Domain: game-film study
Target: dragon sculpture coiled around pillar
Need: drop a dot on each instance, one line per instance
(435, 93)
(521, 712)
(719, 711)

----------

* **YOUR ASSIGNMENT**
All of the data needs to be printed once more, exactly.

* **SOLUTION FOR THIS PROBLEM**
Domain: game-film study
Target: dragon sculpture coiled around pillar
Need: drop a dot on each instance, one line per instance
(435, 93)
(521, 712)
(719, 711)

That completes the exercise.